[START OF Excerpted data]
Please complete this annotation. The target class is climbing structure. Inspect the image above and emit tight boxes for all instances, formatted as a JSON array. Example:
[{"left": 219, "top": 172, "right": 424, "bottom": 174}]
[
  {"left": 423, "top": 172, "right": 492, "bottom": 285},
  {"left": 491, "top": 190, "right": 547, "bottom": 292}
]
[END OF Excerpted data]
- **What to produce**: Write out each record above word for word.

- **Correct response**:
Please complete this annotation. The target class is climbing structure. Inspect the image above and emit tight boxes for all instances, formatted as a JSON array. Example:
[{"left": 219, "top": 172, "right": 424, "bottom": 174}]
[
  {"left": 423, "top": 172, "right": 492, "bottom": 285},
  {"left": 491, "top": 190, "right": 547, "bottom": 292}
]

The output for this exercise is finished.